(Part of a data file)
══════════

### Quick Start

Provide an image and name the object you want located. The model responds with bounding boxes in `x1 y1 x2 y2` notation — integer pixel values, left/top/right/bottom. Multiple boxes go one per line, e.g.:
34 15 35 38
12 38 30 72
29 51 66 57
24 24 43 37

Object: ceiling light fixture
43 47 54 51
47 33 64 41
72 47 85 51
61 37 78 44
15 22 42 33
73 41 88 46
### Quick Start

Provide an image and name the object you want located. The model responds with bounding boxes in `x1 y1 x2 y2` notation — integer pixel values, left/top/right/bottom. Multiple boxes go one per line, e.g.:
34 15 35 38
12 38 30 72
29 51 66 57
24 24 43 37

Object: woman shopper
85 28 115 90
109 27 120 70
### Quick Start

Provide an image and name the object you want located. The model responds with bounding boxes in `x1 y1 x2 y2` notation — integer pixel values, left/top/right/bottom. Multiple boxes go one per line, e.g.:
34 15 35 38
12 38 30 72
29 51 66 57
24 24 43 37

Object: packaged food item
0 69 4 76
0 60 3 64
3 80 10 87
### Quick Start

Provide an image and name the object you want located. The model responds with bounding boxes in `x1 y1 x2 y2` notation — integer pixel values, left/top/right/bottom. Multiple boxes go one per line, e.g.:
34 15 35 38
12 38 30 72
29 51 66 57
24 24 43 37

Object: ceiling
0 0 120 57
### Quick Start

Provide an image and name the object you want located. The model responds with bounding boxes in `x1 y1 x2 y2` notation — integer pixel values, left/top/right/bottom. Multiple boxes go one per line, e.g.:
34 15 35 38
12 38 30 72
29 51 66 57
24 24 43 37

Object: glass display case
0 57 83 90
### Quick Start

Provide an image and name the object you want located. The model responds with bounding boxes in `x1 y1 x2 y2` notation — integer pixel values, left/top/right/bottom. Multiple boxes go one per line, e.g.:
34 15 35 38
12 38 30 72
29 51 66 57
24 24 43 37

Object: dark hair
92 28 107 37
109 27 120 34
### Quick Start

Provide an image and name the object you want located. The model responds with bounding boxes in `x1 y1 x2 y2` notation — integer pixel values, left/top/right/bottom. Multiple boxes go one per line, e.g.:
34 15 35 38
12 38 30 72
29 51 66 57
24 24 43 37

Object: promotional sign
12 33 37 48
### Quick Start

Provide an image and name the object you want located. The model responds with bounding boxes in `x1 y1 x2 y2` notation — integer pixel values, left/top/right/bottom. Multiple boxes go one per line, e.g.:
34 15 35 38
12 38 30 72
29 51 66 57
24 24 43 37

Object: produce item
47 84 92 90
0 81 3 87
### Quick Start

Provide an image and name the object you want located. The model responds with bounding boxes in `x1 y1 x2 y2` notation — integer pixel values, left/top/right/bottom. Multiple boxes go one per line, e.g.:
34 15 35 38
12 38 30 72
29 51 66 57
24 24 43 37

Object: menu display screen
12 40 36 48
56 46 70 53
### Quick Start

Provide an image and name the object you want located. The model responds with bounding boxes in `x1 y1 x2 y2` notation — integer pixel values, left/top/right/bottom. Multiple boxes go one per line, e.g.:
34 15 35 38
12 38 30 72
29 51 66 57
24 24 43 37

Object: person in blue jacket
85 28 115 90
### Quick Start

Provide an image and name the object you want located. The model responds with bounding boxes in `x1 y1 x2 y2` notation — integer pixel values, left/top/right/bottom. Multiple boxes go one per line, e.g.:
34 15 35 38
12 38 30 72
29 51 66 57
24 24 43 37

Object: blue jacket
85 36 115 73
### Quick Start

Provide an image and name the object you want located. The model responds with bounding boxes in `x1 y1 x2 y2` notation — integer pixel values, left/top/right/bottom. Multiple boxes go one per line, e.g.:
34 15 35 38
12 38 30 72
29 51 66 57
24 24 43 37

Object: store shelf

══════════

* **Problem description**:
Repeat the material above exactly.

* **Final result**:
### Quick Start

Provide an image and name the object you want located. The model responds with bounding boxes in `x1 y1 x2 y2` notation — integer pixel values, left/top/right/bottom. Multiple boxes go one per line, e.g.:
34 15 35 38
12 38 30 72
29 51 66 57
24 24 43 37

Object: ceiling light fixture
43 47 54 51
47 33 64 41
72 47 85 51
61 37 78 44
15 22 42 33
73 41 88 46
### Quick Start

Provide an image and name the object you want located. The model responds with bounding boxes in `x1 y1 x2 y2` notation — integer pixel values, left/top/right/bottom. Multiple boxes go one per line, e.g.:
34 15 35 38
12 38 30 72
29 51 66 57
24 24 43 37

Object: woman shopper
85 28 115 90
109 27 120 70
### Quick Start

Provide an image and name the object you want located. The model responds with bounding boxes in `x1 y1 x2 y2` notation — integer pixel values, left/top/right/bottom. Multiple boxes go one per line, e.g.:
34 15 35 38
12 38 30 72
29 51 66 57
24 24 43 37

Object: packaged food item
0 69 4 76
0 60 3 64
3 80 10 87
### Quick Start

Provide an image and name the object you want located. The model responds with bounding boxes in `x1 y1 x2 y2` notation — integer pixel values, left/top/right/bottom. Multiple boxes go one per line, e.g.:
34 15 35 38
12 38 30 72
29 51 66 57
24 24 43 37

Object: ceiling
0 0 120 57
### Quick Start

Provide an image and name the object you want located. The model responds with bounding boxes in `x1 y1 x2 y2` notation — integer pixel values, left/top/right/bottom. Multiple boxes go one per line, e.g.:
34 15 35 38
12 38 30 72
29 51 66 57
24 24 43 37

Object: glass display case
0 57 83 90
### Quick Start

Provide an image and name the object you want located. The model responds with bounding boxes in `x1 y1 x2 y2` notation — integer pixel values, left/top/right/bottom. Multiple boxes go one per line, e.g.:
34 15 35 38
12 38 30 72
29 51 66 57
24 24 43 37

Object: dark hair
92 28 107 37
109 27 120 34
### Quick Start

Provide an image and name the object you want located. The model responds with bounding boxes in `x1 y1 x2 y2` notation — integer pixel values, left/top/right/bottom. Multiple boxes go one per line, e.g.:
34 15 35 38
12 38 30 72
29 51 66 57
24 24 43 37

Object: promotional sign
12 33 37 48
### Quick Start

Provide an image and name the object you want located. The model responds with bounding boxes in `x1 y1 x2 y2` notation — integer pixel values, left/top/right/bottom. Multiple boxes go one per line, e.g.:
34 15 35 38
12 38 30 72
29 51 66 57
24 24 43 37

Object: produce item
47 84 92 90
0 81 3 87
### Quick Start

Provide an image and name the object you want located. The model responds with bounding boxes in `x1 y1 x2 y2` notation — integer pixel values, left/top/right/bottom. Multiple boxes go one per line, e.g.:
34 15 35 38
12 38 30 72
29 51 66 57
24 24 43 37

Object: menu display screen
12 40 36 48
56 46 70 53
### Quick Start

Provide an image and name the object you want located. The model responds with bounding boxes in `x1 y1 x2 y2` notation — integer pixel values, left/top/right/bottom. Multiple boxes go one per line, e.g.:
34 15 35 38
12 38 30 72
29 51 66 57
24 24 43 37

Object: person in blue jacket
85 28 115 90
### Quick Start

Provide an image and name the object you want located. The model responds with bounding boxes in `x1 y1 x2 y2` notation — integer pixel values, left/top/right/bottom. Multiple boxes go one per line, e.g.:
34 15 35 38
12 38 30 72
29 51 66 57
24 24 43 37

Object: blue jacket
85 36 115 73
### Quick Start

Provide an image and name the object you want located. The model responds with bounding boxes in `x1 y1 x2 y2` notation — integer pixel values, left/top/right/bottom. Multiple boxes go one per line, e.g.:
34 15 35 38
12 38 30 72
29 51 66 57
24 24 43 37

Object: store shelf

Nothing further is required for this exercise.